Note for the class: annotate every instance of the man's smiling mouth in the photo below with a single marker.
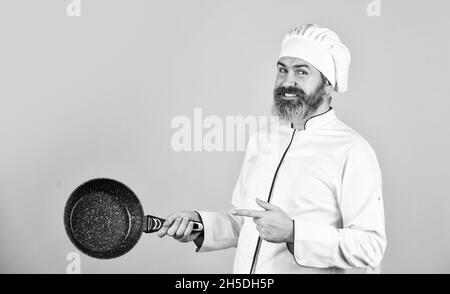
(289, 96)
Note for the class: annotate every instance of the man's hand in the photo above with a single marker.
(273, 224)
(179, 226)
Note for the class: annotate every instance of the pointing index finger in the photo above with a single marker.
(248, 212)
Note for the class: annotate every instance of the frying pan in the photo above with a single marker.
(105, 219)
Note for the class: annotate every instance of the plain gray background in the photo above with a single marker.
(94, 96)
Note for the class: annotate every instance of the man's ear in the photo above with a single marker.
(328, 89)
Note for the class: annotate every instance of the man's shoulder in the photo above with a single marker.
(353, 137)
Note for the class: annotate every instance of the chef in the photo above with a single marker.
(308, 199)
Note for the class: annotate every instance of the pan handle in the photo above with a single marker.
(153, 224)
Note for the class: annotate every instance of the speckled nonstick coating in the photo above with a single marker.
(103, 218)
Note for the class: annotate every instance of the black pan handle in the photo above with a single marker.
(153, 224)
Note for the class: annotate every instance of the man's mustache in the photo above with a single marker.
(290, 90)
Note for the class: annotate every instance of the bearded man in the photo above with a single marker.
(309, 200)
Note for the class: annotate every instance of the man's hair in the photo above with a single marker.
(325, 82)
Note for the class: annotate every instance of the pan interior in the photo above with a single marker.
(100, 222)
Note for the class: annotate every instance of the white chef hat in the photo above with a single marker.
(323, 49)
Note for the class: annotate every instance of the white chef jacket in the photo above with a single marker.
(329, 183)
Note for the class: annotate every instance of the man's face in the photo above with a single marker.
(299, 89)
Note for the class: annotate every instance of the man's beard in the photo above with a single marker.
(299, 108)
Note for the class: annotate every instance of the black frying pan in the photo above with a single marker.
(105, 219)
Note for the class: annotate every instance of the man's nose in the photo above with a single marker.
(290, 81)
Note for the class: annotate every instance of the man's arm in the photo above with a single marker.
(362, 240)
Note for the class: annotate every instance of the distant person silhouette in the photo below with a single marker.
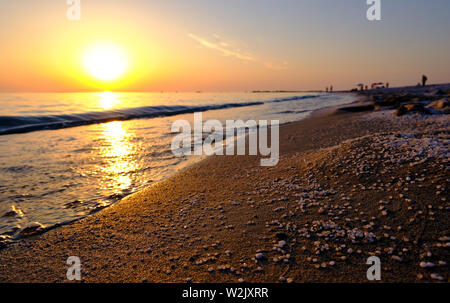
(424, 80)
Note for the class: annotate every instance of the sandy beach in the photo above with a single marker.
(366, 179)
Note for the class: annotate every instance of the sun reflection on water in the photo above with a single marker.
(108, 100)
(117, 152)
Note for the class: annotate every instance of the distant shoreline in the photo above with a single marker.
(352, 182)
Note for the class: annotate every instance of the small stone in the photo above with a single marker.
(436, 277)
(426, 264)
(259, 256)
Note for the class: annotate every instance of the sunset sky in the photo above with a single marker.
(232, 45)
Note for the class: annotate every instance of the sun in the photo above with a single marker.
(105, 61)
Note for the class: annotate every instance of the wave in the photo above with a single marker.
(23, 124)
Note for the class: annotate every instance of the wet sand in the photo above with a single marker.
(348, 185)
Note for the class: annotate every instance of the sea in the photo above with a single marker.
(64, 156)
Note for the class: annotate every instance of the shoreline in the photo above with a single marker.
(192, 224)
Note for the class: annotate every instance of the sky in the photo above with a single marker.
(224, 45)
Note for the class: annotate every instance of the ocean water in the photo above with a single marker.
(64, 156)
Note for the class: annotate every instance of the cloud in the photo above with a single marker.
(223, 47)
(276, 66)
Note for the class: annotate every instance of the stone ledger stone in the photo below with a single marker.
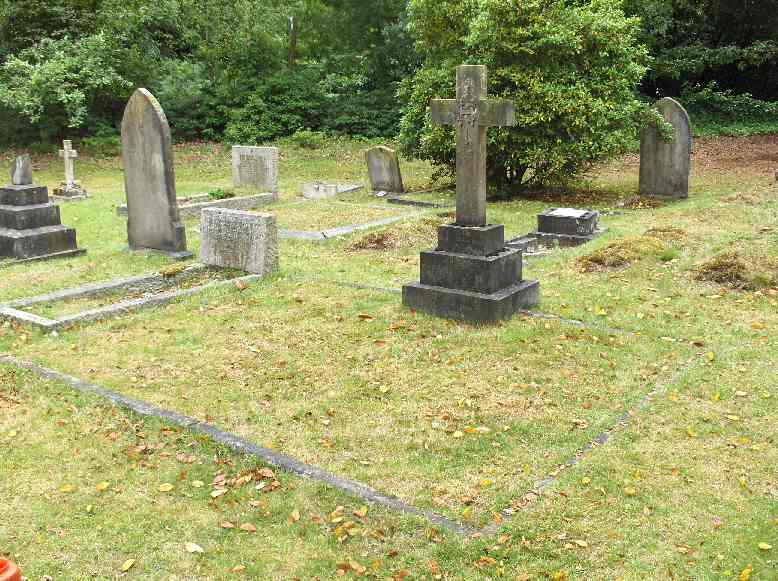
(30, 225)
(238, 239)
(255, 167)
(665, 165)
(472, 275)
(384, 169)
(153, 221)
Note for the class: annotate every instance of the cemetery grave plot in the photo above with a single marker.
(452, 419)
(103, 300)
(320, 216)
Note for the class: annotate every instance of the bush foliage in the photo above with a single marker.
(571, 71)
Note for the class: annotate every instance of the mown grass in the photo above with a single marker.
(460, 419)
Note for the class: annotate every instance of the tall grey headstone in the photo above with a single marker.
(472, 275)
(665, 165)
(21, 171)
(152, 207)
(238, 239)
(384, 169)
(255, 168)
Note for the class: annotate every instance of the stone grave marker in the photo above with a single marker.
(665, 165)
(237, 239)
(153, 221)
(30, 225)
(472, 275)
(70, 187)
(21, 171)
(322, 191)
(384, 169)
(255, 168)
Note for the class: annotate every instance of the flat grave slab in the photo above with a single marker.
(191, 206)
(104, 300)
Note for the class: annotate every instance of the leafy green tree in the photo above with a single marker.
(572, 71)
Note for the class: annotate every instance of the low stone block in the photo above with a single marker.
(482, 274)
(238, 239)
(478, 240)
(26, 217)
(568, 221)
(26, 195)
(472, 306)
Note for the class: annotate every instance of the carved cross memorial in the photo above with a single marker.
(471, 113)
(69, 154)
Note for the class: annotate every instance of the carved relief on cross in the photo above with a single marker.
(471, 113)
(69, 154)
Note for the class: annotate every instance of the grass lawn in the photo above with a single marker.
(462, 420)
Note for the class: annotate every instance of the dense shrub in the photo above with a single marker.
(571, 70)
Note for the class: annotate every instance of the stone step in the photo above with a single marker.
(27, 217)
(36, 241)
(30, 195)
(467, 272)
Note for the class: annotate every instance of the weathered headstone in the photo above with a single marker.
(30, 225)
(21, 171)
(384, 169)
(238, 239)
(665, 165)
(255, 168)
(472, 275)
(153, 222)
(70, 187)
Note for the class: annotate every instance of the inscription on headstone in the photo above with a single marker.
(665, 165)
(255, 167)
(238, 239)
(384, 169)
(149, 181)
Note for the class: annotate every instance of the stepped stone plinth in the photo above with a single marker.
(30, 225)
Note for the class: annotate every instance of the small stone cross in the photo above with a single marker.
(471, 113)
(69, 154)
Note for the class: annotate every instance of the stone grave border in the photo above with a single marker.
(15, 310)
(354, 488)
(192, 205)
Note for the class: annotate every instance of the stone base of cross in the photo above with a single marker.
(471, 275)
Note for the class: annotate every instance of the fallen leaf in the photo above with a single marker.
(193, 548)
(127, 565)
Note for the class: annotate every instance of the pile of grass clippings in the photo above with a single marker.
(734, 271)
(641, 203)
(668, 234)
(407, 235)
(621, 253)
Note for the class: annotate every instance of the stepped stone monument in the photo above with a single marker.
(384, 169)
(238, 239)
(472, 275)
(70, 188)
(153, 222)
(255, 168)
(665, 165)
(30, 225)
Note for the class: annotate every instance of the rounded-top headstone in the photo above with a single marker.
(665, 165)
(21, 171)
(149, 181)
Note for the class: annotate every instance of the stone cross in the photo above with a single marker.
(69, 154)
(471, 113)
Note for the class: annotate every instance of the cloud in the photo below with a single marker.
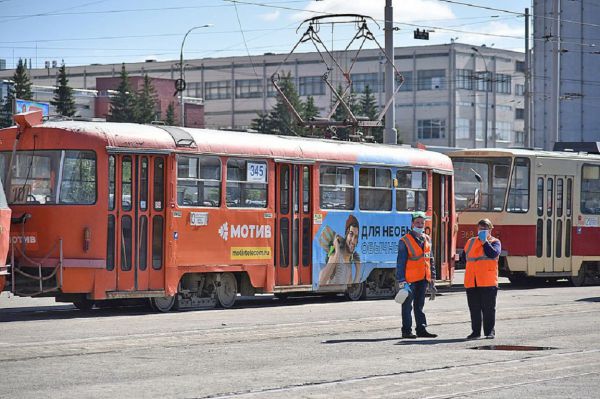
(271, 16)
(411, 10)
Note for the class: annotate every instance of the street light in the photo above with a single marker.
(181, 85)
(486, 95)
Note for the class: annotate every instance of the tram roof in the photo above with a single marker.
(150, 137)
(520, 152)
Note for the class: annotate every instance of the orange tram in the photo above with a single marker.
(193, 218)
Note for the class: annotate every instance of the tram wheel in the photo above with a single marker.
(356, 292)
(227, 290)
(579, 280)
(163, 304)
(83, 304)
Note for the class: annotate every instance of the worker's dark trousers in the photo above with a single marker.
(416, 297)
(482, 302)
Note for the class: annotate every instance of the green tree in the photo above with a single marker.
(368, 108)
(6, 110)
(170, 114)
(63, 99)
(281, 119)
(261, 123)
(122, 105)
(22, 83)
(145, 102)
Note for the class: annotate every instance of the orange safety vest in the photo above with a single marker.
(480, 271)
(418, 264)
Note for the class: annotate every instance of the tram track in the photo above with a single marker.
(229, 335)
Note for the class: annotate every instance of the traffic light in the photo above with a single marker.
(421, 34)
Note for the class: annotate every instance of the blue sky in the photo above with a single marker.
(111, 31)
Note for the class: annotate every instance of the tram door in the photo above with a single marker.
(441, 233)
(136, 221)
(293, 233)
(554, 222)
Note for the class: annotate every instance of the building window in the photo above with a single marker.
(219, 90)
(311, 86)
(248, 88)
(432, 79)
(375, 189)
(590, 189)
(336, 187)
(520, 113)
(362, 80)
(431, 128)
(519, 90)
(464, 79)
(246, 183)
(411, 192)
(519, 138)
(484, 80)
(503, 83)
(408, 81)
(503, 130)
(198, 181)
(479, 127)
(463, 128)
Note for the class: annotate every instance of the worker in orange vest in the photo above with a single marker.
(481, 279)
(415, 267)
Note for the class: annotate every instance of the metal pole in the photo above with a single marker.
(389, 136)
(526, 94)
(181, 71)
(485, 87)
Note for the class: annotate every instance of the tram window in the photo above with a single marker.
(336, 187)
(199, 181)
(143, 243)
(159, 184)
(157, 242)
(590, 190)
(305, 189)
(126, 183)
(246, 183)
(78, 183)
(306, 240)
(110, 244)
(518, 194)
(284, 189)
(540, 196)
(411, 192)
(550, 192)
(549, 238)
(493, 172)
(558, 233)
(37, 177)
(539, 238)
(126, 241)
(568, 238)
(559, 197)
(569, 197)
(375, 189)
(111, 182)
(144, 184)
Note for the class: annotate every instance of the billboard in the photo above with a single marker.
(27, 105)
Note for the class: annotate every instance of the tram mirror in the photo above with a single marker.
(501, 171)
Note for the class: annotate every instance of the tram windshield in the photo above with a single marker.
(487, 194)
(50, 177)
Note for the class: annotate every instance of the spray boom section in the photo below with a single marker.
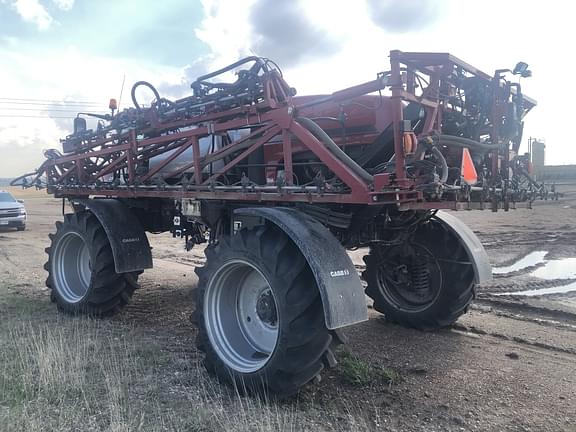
(431, 132)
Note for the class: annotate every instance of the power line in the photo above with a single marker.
(63, 104)
(75, 110)
(44, 117)
(51, 101)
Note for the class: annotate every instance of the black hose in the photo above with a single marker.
(442, 160)
(466, 142)
(319, 133)
(145, 84)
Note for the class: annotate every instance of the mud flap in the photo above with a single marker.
(338, 281)
(128, 240)
(476, 253)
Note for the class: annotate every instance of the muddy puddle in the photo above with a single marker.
(561, 269)
(530, 260)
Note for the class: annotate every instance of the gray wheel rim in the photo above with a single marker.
(71, 270)
(241, 318)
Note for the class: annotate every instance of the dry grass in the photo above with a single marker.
(75, 374)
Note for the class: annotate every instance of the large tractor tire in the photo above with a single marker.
(260, 315)
(426, 283)
(81, 272)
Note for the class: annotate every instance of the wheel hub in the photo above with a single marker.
(266, 308)
(240, 314)
(71, 267)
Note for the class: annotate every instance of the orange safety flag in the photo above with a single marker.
(468, 170)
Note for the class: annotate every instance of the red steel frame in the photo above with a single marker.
(266, 120)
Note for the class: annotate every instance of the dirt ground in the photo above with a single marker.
(509, 364)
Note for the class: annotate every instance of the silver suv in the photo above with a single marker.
(12, 212)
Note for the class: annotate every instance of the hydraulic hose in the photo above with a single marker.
(466, 142)
(319, 133)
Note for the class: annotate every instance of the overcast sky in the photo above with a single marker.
(72, 51)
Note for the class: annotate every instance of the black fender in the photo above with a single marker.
(340, 288)
(476, 252)
(128, 240)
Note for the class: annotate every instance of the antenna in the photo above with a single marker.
(121, 91)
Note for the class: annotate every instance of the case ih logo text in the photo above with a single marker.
(131, 240)
(338, 273)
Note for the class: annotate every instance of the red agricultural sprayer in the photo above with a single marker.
(279, 186)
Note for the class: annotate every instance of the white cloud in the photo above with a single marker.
(64, 5)
(33, 12)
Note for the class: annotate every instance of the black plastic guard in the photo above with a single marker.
(338, 281)
(128, 240)
(472, 244)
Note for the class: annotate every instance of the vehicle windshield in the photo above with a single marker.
(6, 197)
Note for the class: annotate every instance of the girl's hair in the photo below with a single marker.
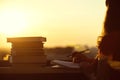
(112, 19)
(110, 45)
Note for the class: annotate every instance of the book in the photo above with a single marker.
(29, 59)
(27, 45)
(27, 53)
(66, 64)
(26, 39)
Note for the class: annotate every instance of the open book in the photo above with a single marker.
(66, 64)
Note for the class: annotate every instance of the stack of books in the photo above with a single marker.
(27, 50)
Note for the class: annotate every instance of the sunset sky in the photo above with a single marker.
(62, 22)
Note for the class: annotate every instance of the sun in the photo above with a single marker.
(12, 22)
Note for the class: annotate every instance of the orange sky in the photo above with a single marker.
(62, 22)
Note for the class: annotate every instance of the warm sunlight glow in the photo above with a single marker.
(12, 22)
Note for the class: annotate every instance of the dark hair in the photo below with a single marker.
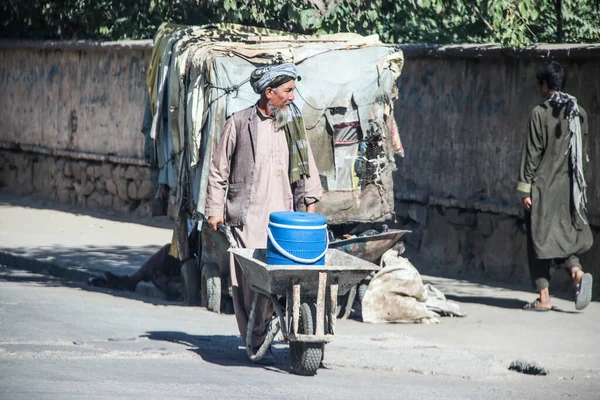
(554, 74)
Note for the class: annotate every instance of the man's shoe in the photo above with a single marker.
(97, 281)
(268, 360)
(584, 292)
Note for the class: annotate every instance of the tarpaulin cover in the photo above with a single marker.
(199, 76)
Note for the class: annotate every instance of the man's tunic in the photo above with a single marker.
(270, 192)
(546, 175)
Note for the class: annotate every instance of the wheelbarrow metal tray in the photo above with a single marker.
(369, 248)
(341, 268)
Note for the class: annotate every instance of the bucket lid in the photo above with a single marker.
(297, 218)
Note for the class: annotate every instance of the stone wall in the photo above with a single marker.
(92, 184)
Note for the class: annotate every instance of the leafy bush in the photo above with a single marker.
(510, 22)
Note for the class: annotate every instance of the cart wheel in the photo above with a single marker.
(211, 288)
(306, 357)
(345, 303)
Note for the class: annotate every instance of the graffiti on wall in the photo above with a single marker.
(43, 89)
(431, 94)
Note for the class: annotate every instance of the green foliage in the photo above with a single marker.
(510, 22)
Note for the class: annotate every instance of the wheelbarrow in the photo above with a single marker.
(214, 263)
(311, 294)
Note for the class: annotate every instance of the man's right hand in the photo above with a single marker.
(215, 221)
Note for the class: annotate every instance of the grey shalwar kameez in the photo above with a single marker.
(556, 233)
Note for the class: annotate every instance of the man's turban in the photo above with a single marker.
(272, 76)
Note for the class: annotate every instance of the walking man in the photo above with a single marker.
(264, 163)
(553, 189)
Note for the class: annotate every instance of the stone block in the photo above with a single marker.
(461, 217)
(119, 204)
(485, 223)
(107, 201)
(145, 190)
(100, 186)
(132, 190)
(94, 200)
(84, 189)
(63, 195)
(68, 170)
(21, 161)
(76, 169)
(131, 172)
(64, 183)
(60, 164)
(144, 210)
(118, 173)
(106, 170)
(111, 187)
(122, 189)
(25, 175)
(93, 171)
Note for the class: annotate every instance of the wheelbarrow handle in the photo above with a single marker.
(227, 232)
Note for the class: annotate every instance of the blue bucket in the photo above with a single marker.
(296, 238)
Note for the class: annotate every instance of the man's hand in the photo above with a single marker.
(215, 221)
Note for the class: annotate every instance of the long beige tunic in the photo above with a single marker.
(271, 192)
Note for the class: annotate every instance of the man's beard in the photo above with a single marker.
(281, 115)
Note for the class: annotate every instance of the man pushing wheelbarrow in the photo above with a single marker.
(264, 163)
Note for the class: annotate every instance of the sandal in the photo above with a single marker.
(534, 306)
(584, 291)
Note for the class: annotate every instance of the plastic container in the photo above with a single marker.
(296, 238)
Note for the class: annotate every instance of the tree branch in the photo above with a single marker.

→ Stated problem:
Copy only this span: the line that contains "the wheelbarrow handle", the last line, and every line between them.

→ Expected answer:
Note for the class: annotate every instance of the wheelbarrow handle in the photo above with a single marker.
(227, 232)
Note for the class: annotate every instance of the blue bucket in the photo above with a single marker.
(296, 238)
Note for the class: annotate every instance of the man's hand in the photo above with a single marker.
(215, 221)
Note for the class: annotate every instance of the long beige tunic in the photo above with a single marker.
(271, 192)
Note for the class: annotate every instance of the man's beard in the photo above with a single marker.
(281, 115)
Note for the class: annotate every instance of the man pushing wheelbarrow in the photo above with a single marker.
(264, 163)
Note for the class: annotate every instance of the sandal in the photo above with a single marker.
(534, 306)
(584, 291)
Note for the class: annotate every instance of the plastic container in the photo above with a single marker.
(296, 238)
Note for the class: annotate every instance of the tree branch in the photo above with a single marker.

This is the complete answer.